_Task goal_. Please format every line of the listing below as a JSON list of strings, one string per line, leaving out blank lines.
——————————
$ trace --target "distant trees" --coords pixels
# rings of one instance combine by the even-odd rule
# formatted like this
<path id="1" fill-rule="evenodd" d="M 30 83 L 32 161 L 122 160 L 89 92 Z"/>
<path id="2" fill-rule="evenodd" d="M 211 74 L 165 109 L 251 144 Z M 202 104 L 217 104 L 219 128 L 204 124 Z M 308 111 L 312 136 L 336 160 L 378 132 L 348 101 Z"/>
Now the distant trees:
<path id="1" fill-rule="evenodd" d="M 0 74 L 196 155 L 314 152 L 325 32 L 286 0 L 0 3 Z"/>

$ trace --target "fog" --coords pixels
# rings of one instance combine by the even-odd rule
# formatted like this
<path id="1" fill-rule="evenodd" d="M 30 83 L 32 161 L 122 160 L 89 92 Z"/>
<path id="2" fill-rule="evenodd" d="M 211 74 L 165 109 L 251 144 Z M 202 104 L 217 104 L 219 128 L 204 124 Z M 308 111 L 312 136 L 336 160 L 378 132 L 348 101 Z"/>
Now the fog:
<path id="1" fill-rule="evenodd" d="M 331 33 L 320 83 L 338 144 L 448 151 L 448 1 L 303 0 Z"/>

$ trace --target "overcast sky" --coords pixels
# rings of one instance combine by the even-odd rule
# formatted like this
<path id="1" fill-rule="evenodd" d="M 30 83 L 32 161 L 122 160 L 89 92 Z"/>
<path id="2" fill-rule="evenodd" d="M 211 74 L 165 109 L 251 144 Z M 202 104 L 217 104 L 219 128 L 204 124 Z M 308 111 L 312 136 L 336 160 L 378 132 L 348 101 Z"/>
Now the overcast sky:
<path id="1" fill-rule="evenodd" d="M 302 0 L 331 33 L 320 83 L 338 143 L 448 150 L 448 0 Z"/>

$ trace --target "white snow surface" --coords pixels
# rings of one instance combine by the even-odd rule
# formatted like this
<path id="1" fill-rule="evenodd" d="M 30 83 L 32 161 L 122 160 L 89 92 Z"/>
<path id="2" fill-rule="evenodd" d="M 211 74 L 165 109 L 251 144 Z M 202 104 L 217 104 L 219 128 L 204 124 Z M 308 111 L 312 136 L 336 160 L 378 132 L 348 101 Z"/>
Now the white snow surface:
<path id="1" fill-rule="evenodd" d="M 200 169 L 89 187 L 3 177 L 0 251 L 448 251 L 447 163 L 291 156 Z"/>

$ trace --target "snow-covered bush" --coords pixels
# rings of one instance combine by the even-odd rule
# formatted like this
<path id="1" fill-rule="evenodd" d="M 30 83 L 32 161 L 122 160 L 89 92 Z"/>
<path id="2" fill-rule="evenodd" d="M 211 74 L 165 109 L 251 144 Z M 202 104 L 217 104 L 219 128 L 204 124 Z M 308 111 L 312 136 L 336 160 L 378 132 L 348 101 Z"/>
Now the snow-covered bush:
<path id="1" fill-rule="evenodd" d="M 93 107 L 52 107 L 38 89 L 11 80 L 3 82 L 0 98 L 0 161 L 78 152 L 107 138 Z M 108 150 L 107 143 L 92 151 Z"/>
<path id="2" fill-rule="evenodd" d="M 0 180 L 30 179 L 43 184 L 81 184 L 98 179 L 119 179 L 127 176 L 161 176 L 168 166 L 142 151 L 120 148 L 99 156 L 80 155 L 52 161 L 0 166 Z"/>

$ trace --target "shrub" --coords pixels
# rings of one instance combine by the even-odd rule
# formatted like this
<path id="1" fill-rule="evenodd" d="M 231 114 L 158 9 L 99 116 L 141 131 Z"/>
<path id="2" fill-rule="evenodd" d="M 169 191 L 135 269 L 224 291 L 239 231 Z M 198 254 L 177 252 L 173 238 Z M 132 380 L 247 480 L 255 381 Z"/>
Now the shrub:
——————————
_Result of this task_.
[
  "$ trace --target \"distant trees\" --coords pixels",
  "# rings of one instance combine by the even-odd rule",
  "# formatted like this",
  "<path id=\"1\" fill-rule=\"evenodd\" d=\"M 30 83 L 32 161 L 122 160 L 89 92 Z\"/>",
  "<path id=\"2\" fill-rule=\"evenodd\" d=\"M 211 74 L 165 109 L 251 144 Z M 202 104 L 217 104 L 219 128 L 204 124 Z M 308 111 L 312 136 L 336 160 L 378 132 L 348 101 Z\"/>",
  "Now the distant trees:",
  "<path id=\"1\" fill-rule=\"evenodd\" d=\"M 0 74 L 196 155 L 314 152 L 325 32 L 286 0 L 0 3 Z\"/>",
  "$ trace --target \"fog\" --coords pixels",
  "# rings of one instance combine by the even-odd rule",
  "# formatted like this",
  "<path id=\"1\" fill-rule=\"evenodd\" d=\"M 30 83 L 32 161 L 122 160 L 89 92 Z\"/>",
  "<path id=\"2\" fill-rule=\"evenodd\" d=\"M 211 74 L 165 109 L 251 144 Z M 202 104 L 217 104 L 219 128 L 204 124 Z M 308 111 L 312 136 L 336 160 L 378 132 L 348 101 Z\"/>",
  "Now the fog:",
  "<path id=\"1\" fill-rule=\"evenodd\" d=\"M 331 33 L 320 83 L 338 144 L 448 151 L 448 1 L 303 0 Z\"/>",
  "$ trace --target \"overcast sky\" --coords pixels",
  "# rings of one instance combine by the even-odd rule",
  "# formatted like this",
  "<path id=\"1\" fill-rule=\"evenodd\" d=\"M 30 83 L 32 161 L 122 160 L 89 92 Z\"/>",
  "<path id=\"2\" fill-rule=\"evenodd\" d=\"M 211 74 L 165 109 L 251 144 Z M 202 104 L 217 104 L 219 128 L 204 124 Z M 308 111 L 312 136 L 336 160 L 378 132 L 348 101 Z\"/>",
  "Now the overcast sky:",
  "<path id=\"1\" fill-rule=\"evenodd\" d=\"M 302 0 L 331 33 L 320 83 L 338 143 L 448 150 L 448 0 Z\"/>",
  "$ trace --target \"white snow surface\" --coords pixels",
  "# rings of one instance combine by the even-odd rule",
  "# formatted like this",
  "<path id=\"1\" fill-rule=\"evenodd\" d=\"M 30 83 L 32 161 L 122 160 L 89 92 Z\"/>",
  "<path id=\"2\" fill-rule=\"evenodd\" d=\"M 211 74 L 165 109 L 251 144 Z M 202 104 L 217 104 L 219 128 L 204 124 Z M 308 111 L 312 136 L 336 160 L 378 132 L 348 101 Z\"/>",
  "Now the white snow surface:",
  "<path id=\"1\" fill-rule=\"evenodd\" d=\"M 200 169 L 89 187 L 3 177 L 0 251 L 448 251 L 447 163 L 291 156 Z\"/>",
  "$ trace --target \"snow-covered bush\" --coords pixels",
  "# rings of one instance combine by the even-odd rule",
  "# formatted like this",
  "<path id=\"1\" fill-rule=\"evenodd\" d=\"M 30 83 L 32 161 L 122 160 L 89 92 Z\"/>",
  "<path id=\"2\" fill-rule=\"evenodd\" d=\"M 211 74 L 165 109 L 251 144 Z M 202 104 L 217 104 L 219 128 L 204 124 Z M 308 111 L 312 136 L 336 160 L 378 132 L 348 101 Z\"/>",
  "Now the snow-covered bush:",
  "<path id=\"1\" fill-rule=\"evenodd\" d=\"M 93 107 L 52 107 L 38 89 L 11 80 L 3 82 L 0 98 L 0 161 L 78 152 L 107 138 Z M 108 150 L 107 143 L 92 151 Z\"/>",
  "<path id=\"2\" fill-rule=\"evenodd\" d=\"M 0 180 L 30 179 L 43 184 L 81 184 L 98 179 L 119 179 L 127 176 L 161 176 L 168 166 L 142 151 L 120 148 L 99 156 L 80 155 L 52 161 L 0 166 Z\"/>",
  "$ trace --target \"shrub\" --coords pixels",
  "# rings of one instance combine by the even-odd rule",
  "# formatted like this",
  "<path id=\"1\" fill-rule=\"evenodd\" d=\"M 231 114 L 158 9 L 99 116 L 141 131 Z\"/>",
  "<path id=\"2\" fill-rule=\"evenodd\" d=\"M 169 191 L 135 269 L 224 291 L 239 231 Z M 198 254 L 177 252 L 173 238 Z M 132 380 L 247 480 L 255 381 Z\"/>",
  "Now the shrub:"
]